Output each line exactly as it appears, skipping any embedded picture.

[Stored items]

┄┄┄┄┄┄┄┄┄┄

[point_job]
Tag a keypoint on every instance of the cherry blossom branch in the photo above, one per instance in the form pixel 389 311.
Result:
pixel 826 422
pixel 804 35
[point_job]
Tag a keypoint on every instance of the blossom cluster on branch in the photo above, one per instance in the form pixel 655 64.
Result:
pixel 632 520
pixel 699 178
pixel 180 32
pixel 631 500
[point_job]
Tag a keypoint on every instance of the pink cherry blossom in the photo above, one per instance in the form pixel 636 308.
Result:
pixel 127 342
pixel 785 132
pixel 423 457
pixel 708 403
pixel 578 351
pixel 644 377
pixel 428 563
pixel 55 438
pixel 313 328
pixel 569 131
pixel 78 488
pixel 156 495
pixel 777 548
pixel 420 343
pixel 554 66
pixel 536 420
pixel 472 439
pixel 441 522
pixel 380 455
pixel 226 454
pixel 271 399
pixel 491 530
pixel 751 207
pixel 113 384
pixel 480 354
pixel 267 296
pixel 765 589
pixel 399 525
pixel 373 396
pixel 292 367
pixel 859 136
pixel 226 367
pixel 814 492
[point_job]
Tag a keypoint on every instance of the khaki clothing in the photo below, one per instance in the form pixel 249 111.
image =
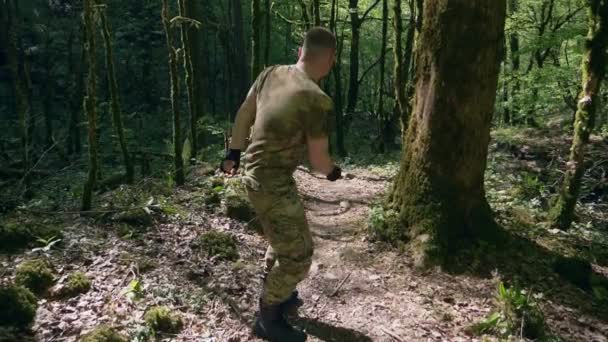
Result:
pixel 289 108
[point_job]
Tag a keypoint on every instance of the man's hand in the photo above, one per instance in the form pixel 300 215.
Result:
pixel 335 174
pixel 231 163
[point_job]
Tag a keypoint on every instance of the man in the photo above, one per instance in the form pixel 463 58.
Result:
pixel 287 113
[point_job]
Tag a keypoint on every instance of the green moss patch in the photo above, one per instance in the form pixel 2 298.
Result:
pixel 36 275
pixel 219 244
pixel 103 334
pixel 162 320
pixel 18 307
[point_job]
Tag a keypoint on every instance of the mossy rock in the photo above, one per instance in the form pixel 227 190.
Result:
pixel 135 217
pixel 161 319
pixel 76 283
pixel 18 307
pixel 36 275
pixel 103 334
pixel 219 244
pixel 238 207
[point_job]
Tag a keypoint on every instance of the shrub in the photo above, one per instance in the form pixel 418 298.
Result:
pixel 18 307
pixel 36 275
pixel 160 319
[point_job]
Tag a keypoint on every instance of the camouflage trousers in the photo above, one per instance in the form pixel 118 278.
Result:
pixel 283 219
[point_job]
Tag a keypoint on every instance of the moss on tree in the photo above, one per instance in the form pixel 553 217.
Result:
pixel 18 307
pixel 162 320
pixel 103 334
pixel 36 275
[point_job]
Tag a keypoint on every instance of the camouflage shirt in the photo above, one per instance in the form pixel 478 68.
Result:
pixel 289 107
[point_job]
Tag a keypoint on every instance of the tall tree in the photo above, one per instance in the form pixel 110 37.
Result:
pixel 381 116
pixel 178 162
pixel 439 194
pixel 355 26
pixel 114 97
pixel 90 104
pixel 593 69
pixel 267 31
pixel 9 13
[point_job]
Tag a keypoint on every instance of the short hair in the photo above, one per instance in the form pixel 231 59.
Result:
pixel 318 38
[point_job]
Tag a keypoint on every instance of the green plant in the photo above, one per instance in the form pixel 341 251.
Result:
pixel 219 244
pixel 516 314
pixel 18 306
pixel 134 291
pixel 161 319
pixel 36 275
pixel 76 283
pixel 103 334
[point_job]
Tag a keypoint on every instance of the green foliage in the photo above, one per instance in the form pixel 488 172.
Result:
pixel 77 283
pixel 35 275
pixel 18 306
pixel 162 320
pixel 103 334
pixel 384 225
pixel 517 314
pixel 219 244
pixel 16 234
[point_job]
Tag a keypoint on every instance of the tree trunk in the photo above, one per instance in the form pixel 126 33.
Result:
pixel 515 63
pixel 115 107
pixel 20 89
pixel 382 118
pixel 268 31
pixel 439 194
pixel 316 9
pixel 593 69
pixel 178 161
pixel 256 34
pixel 90 104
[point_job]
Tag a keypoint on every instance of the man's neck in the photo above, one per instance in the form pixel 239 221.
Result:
pixel 308 70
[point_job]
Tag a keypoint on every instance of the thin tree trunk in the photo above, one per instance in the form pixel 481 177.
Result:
pixel 115 107
pixel 316 9
pixel 178 161
pixel 256 34
pixel 438 195
pixel 268 32
pixel 90 104
pixel 593 69
pixel 19 86
pixel 381 115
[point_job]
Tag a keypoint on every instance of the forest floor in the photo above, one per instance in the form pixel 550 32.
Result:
pixel 356 290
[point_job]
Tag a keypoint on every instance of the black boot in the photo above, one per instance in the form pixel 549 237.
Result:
pixel 271 325
pixel 291 305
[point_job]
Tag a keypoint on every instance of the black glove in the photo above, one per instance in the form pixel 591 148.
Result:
pixel 335 174
pixel 232 155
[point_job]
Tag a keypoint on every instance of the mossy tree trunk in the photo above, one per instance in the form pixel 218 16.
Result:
pixel 256 35
pixel 337 72
pixel 439 191
pixel 188 38
pixel 178 161
pixel 593 69
pixel 382 117
pixel 89 104
pixel 115 107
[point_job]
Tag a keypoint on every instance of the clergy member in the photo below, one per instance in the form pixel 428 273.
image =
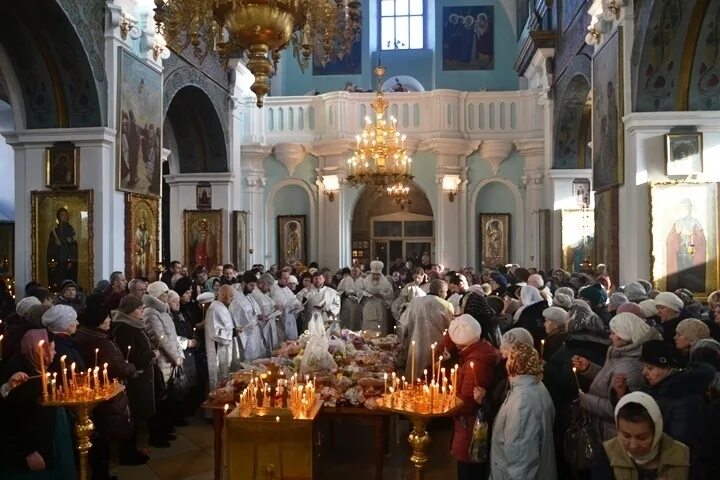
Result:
pixel 219 333
pixel 286 301
pixel 378 295
pixel 424 323
pixel 319 298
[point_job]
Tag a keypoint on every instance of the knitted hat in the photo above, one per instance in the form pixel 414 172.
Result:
pixel 562 300
pixel 635 292
pixel 616 299
pixel 662 354
pixel 25 305
pixel 156 289
pixel 649 308
pixel 59 318
pixel 594 294
pixel 129 303
pixel 633 308
pixel 693 330
pixel 556 315
pixel 182 285
pixel 96 311
pixel 629 327
pixel 464 330
pixel 669 300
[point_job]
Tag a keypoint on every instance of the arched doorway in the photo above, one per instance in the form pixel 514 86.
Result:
pixel 382 230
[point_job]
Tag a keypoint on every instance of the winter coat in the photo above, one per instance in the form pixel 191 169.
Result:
pixel 532 320
pixel 485 359
pixel 681 398
pixel 160 329
pixel 140 388
pixel 615 464
pixel 619 360
pixel 522 436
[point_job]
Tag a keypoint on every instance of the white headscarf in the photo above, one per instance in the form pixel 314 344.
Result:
pixel 529 295
pixel 647 402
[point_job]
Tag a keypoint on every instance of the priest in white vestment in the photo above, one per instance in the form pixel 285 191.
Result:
pixel 319 298
pixel 261 293
pixel 219 334
pixel 288 303
pixel 250 320
pixel 378 295
pixel 348 289
pixel 425 322
pixel 411 290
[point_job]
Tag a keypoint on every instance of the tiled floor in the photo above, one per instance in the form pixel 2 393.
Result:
pixel 350 457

┄┄┄┄┄┄┄┄┄┄

◆ **EXERCISE RESPONSE**:
[point_job]
Tag a keypoint on every instance of the cherry blossom branch in the photo above, one per instance in the form pixel 389 311.
Result:
pixel 826 422
pixel 804 35
[point_job]
Tag a keypoint on every instance of the blossom cluster on branch in the photo above, one per instance in the form pixel 655 64.
Result:
pixel 632 520
pixel 699 178
pixel 180 32
pixel 631 500
[point_job]
Tag a keypoint on every instance of the pink cherry blossom in the photo above, one per instance in the form pixel 636 308.
Result:
pixel 127 342
pixel 785 132
pixel 423 457
pixel 708 403
pixel 578 351
pixel 644 377
pixel 428 563
pixel 55 438
pixel 313 328
pixel 569 131
pixel 78 488
pixel 156 495
pixel 777 548
pixel 420 343
pixel 554 66
pixel 536 420
pixel 472 439
pixel 441 522
pixel 380 455
pixel 226 454
pixel 271 399
pixel 491 530
pixel 751 207
pixel 113 384
pixel 480 354
pixel 267 296
pixel 765 589
pixel 399 525
pixel 373 396
pixel 292 367
pixel 859 136
pixel 226 367
pixel 814 492
[point_job]
Tag a keypoint on every instance of the khaki clothing in the photo below, one per instance in the form pixel 249 111.
image =
Result:
pixel 289 108
[point_job]
Tag a keypoint on every instance of the man's hand in the photo above, one per instance in the form pixel 300 215.
Result:
pixel 335 174
pixel 231 163
[point_job]
Tag a keypoint on every instance of the man in the photo above, one per instance in the form pixel 463 58.
Result:
pixel 287 113
[point_job]
Tag a keypoint on every instance of the green moss patch in the photo above, one per instance in the form pixel 2 298.
Result:
pixel 36 275
pixel 219 244
pixel 103 334
pixel 162 320
pixel 18 307
[point_job]
Tag a keypoint on every instance of the mossy rock in the photo above, one per instance in the form pixel 227 190.
Result:
pixel 135 217
pixel 161 319
pixel 76 283
pixel 18 307
pixel 36 275
pixel 103 334
pixel 219 244
pixel 238 207
[point_job]
Tag a keypoint on every instance of the shrub in the photo above, one per instance in the form pixel 418 298.
Result:
pixel 18 307
pixel 36 275
pixel 160 319
[point_job]
Tag a keypoint on every instance of the camouflage trousers in the photo above, one per instance in the form pixel 118 278.
Result:
pixel 283 219
[point_job]
Tag a keypoint on every instance of the moss on tree in the photo above, one per instance in the form pixel 553 217.
Result:
pixel 18 307
pixel 162 320
pixel 103 334
pixel 36 275
[point_job]
Tag a keypoint on every instance of the camouflage shirt in the photo above, one per instance in the form pixel 478 68.
Result:
pixel 289 107
[point_job]
Tag a keypoint on every instance of the tall tree in the photo above, one per instance in the form pixel 110 37.
Result:
pixel 381 116
pixel 178 162
pixel 439 194
pixel 355 26
pixel 114 97
pixel 90 104
pixel 593 69
pixel 267 31
pixel 9 13
[point_job]
Tag a keypoint on every instance of the short hair in the photo above, one per instance in the form pixel 231 59.
Result:
pixel 318 38
[point_job]
Tag a keypoint on every instance of the green plant in the photo above, one per instance in the form pixel 341 251.
Result:
pixel 219 244
pixel 516 314
pixel 18 306
pixel 134 291
pixel 161 319
pixel 36 275
pixel 76 283
pixel 103 334
[point_job]
Tag a keypoint on every instance of the green foliage in the photo above, one per instance in the form pixel 488 172.
Result:
pixel 77 283
pixel 35 275
pixel 18 306
pixel 162 320
pixel 103 334
pixel 384 225
pixel 517 314
pixel 219 244
pixel 16 234
[point_job]
Tag a keypoint on every instance of the tree trunk in the photo above, one per instance in the form pixel 126 33.
Result:
pixel 515 63
pixel 115 107
pixel 20 89
pixel 382 118
pixel 268 31
pixel 439 194
pixel 316 9
pixel 593 69
pixel 178 161
pixel 256 34
pixel 90 104
[point_job]
Tag a keypoint on every instance of the man's neck in the photo above, one per instance in the form pixel 239 221.
Result:
pixel 308 70
[point_job]
Tag a keypoint on every instance of the thin tree trunk in the photo above, one per instance in the form pixel 481 177.
Result:
pixel 115 107
pixel 316 9
pixel 178 161
pixel 256 34
pixel 438 195
pixel 268 32
pixel 90 104
pixel 593 69
pixel 19 86
pixel 381 115
[point_job]
Tag a keypoint on every instance of the forest floor in the photo above, one per instance in the form pixel 550 32.
Result:
pixel 356 290
[point_job]
Tag a keypoint on every instance of the black boot in the photo above, one per instance in the form pixel 549 237.
Result:
pixel 271 325
pixel 291 305
[point_job]
Tag a keypoint on every instance of the black glove in the photo above, one per instance in the form pixel 591 148.
Result:
pixel 335 174
pixel 232 155
[point_job]
Tag a keypoint on every instance of the mossy tree trunk in the photo above, one per instance in the form pixel 218 16.
Result:
pixel 256 35
pixel 337 72
pixel 439 191
pixel 188 38
pixel 178 161
pixel 593 69
pixel 382 117
pixel 89 104
pixel 115 107
[point_job]
Tag a keypoint on every instance of the clergy member in the photo below, one per instance in the form pixel 428 273.
image =
Result:
pixel 219 333
pixel 286 301
pixel 378 295
pixel 424 323
pixel 319 298
[point_job]
Tag a keypoint on every instance of the knitted hat in the photo above, one per instance in the form pixel 414 172.
Result:
pixel 562 300
pixel 635 292
pixel 616 299
pixel 662 354
pixel 25 305
pixel 156 289
pixel 649 308
pixel 59 318
pixel 594 294
pixel 129 303
pixel 633 308
pixel 693 330
pixel 556 315
pixel 182 285
pixel 96 311
pixel 629 327
pixel 464 330
pixel 669 300
[point_job]
Tag a keypoint on every instance of the arched doorway in the photo above, one per instance in the form pixel 514 86.
Result:
pixel 382 230
[point_job]
Tag a keypoint on every instance of the winter coat in the photo above, one per instance in the form pixel 191 169.
Result:
pixel 532 320
pixel 485 359
pixel 681 398
pixel 160 329
pixel 140 388
pixel 615 464
pixel 619 360
pixel 522 436
[point_job]
Tag a keypoint on every instance of the white headscarf in the photo above, one per instance in the form pixel 314 344.
Result:
pixel 529 295
pixel 647 402
[point_job]
Tag a keypoint on every instance of the priest in white vestment in the photo above, one per instance in the form pixel 285 191.
Result:
pixel 319 298
pixel 261 293
pixel 219 334
pixel 288 303
pixel 250 320
pixel 378 295
pixel 348 289
pixel 425 322
pixel 411 290
[point_job]
Tag a keypoint on every instance of the tiled floor in the photo above, one per instance in the form pixel 2 393.
Result:
pixel 350 457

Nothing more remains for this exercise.